** BEGIN **
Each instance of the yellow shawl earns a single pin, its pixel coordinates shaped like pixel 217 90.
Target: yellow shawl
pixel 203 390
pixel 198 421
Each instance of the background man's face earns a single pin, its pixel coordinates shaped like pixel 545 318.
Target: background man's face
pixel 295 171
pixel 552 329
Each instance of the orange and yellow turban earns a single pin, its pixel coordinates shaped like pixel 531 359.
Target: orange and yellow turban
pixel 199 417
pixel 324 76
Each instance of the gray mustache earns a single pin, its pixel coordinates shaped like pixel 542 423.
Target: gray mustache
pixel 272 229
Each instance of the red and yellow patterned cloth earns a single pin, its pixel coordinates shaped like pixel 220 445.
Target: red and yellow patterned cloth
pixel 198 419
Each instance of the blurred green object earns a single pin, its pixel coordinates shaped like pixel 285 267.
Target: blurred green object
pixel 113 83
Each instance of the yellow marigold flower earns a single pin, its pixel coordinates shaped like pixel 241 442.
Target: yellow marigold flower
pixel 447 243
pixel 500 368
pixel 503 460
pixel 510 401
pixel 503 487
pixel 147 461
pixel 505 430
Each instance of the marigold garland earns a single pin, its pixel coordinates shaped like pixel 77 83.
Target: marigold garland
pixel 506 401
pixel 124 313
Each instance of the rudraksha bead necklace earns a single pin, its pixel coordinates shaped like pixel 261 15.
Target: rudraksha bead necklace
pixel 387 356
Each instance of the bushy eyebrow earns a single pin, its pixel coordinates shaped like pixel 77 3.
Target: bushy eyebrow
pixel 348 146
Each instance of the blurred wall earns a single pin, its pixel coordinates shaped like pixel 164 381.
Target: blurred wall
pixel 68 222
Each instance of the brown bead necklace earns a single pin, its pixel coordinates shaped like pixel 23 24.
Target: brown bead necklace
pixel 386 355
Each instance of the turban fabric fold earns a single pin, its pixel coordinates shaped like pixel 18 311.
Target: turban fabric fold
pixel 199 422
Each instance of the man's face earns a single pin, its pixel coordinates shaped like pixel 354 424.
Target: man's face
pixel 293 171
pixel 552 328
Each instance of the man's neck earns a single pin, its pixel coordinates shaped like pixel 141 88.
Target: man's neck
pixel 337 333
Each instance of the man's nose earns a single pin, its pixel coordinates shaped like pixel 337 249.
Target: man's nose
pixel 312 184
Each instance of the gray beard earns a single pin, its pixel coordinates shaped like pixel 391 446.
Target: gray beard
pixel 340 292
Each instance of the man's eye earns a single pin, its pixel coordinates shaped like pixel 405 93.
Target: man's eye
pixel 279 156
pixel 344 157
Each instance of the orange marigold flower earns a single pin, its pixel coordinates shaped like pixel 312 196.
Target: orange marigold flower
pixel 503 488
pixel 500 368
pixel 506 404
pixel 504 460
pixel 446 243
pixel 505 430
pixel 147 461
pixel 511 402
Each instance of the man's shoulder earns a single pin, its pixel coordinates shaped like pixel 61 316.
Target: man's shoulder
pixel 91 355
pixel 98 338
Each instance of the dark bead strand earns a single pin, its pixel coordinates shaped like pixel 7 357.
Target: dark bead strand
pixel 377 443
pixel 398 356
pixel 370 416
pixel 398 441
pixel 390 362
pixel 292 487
** END **
**Set problem**
Print all of the records above again word for word, with nothing changed or left out.

**Output for this exercise**
Each instance of the yellow shawl earns a single pin, its pixel coordinates shaped like pixel 217 90.
Target: yellow shawl
pixel 203 390
pixel 198 421
Each instance of the background man's face earns a single pin, its pixel coordinates shaped like pixel 545 318.
Target: background man's face
pixel 295 171
pixel 552 329
Each instance of the orange and yellow turban earns a single pin, its pixel coordinates shaped like pixel 531 359.
Target: orange and yellow turban
pixel 199 417
pixel 324 76
Each instance of the gray mustache earns a single pin, its pixel coordinates shaped like pixel 542 423.
Target: gray mustache
pixel 272 229
Each instance of the red and yellow patterned cloth earns a single pin, its pixel coordinates shaped like pixel 220 445.
Target: red and yellow patterned cloth
pixel 198 419
Each instance of the blurred green object earns a single pin, its pixel coordinates shaped like pixel 285 267.
Target: blurred green object
pixel 113 83
Each instance of the yellow marigold flower earns a single pin, its pixel coordinates shaped like pixel 241 442.
Target: yellow marigold flower
pixel 447 243
pixel 500 368
pixel 503 460
pixel 510 401
pixel 503 487
pixel 147 461
pixel 505 430
Each instance of the marigold garland earns a single pin, its pixel coordinates shaped like pixel 77 83.
Target: marigold garland
pixel 506 401
pixel 124 313
Each instance of the rudraksha bead necklace earns a single pin, its pixel coordinates shaped like pixel 261 15.
Target: rudraksha bead necklace
pixel 387 356
Each instance of the bushy eyebrow earns a single pin, its pixel coordinates shaped like pixel 77 3.
Target: bushy eyebrow
pixel 348 146
Each instance of the blurred wall earns a single pin, its pixel coordinates shaped like pixel 164 381.
Target: blurred wall
pixel 68 222
Each instance of the brown bead necklace earns a single pin, its pixel coordinates shaped like pixel 23 24.
Target: brown bead necklace
pixel 386 355
Each instance of the turban fabric fold earns a single pin, its pixel coordinates shaped like pixel 18 311.
Target: turban fabric fold
pixel 199 422
Each instance of the man's face earns a single pin, its pixel coordinates shaped like pixel 354 424.
Target: man's face
pixel 293 171
pixel 552 328
Each instance of the man's neck earns a single pin, its pixel coordinates shaped like pixel 141 88.
Target: man's neck
pixel 337 333
Each instance of the man's nose earns a single pin, its pixel coordinates shaped like pixel 337 249.
Target: man's nose
pixel 312 184
Each instance of the gray beard earns a single pin, its pixel coordinates shaped like pixel 391 446.
Target: gray beard
pixel 340 292
Each instance of the man's eye earns a single pin, its pixel coordinates shaped like pixel 405 93.
Target: man's eye
pixel 279 156
pixel 344 157
Each instance of the orange marigold flower earns a single pin, its pixel coordinates shaped like pixel 312 196.
Target: orange marigold flower
pixel 503 488
pixel 500 368
pixel 506 404
pixel 504 460
pixel 446 243
pixel 505 430
pixel 147 461
pixel 511 402
Each instance of the man's shoulder earns a single pin, its pixel coordinates shaped like pixel 61 316.
Target: man's shoulder
pixel 91 355
pixel 98 338
Each instance of the dark bead strand earns a single pin, its pixel coordinates shaped like pixel 7 357.
Target: dark bead strand
pixel 377 443
pixel 398 356
pixel 370 416
pixel 398 441
pixel 390 362
pixel 292 487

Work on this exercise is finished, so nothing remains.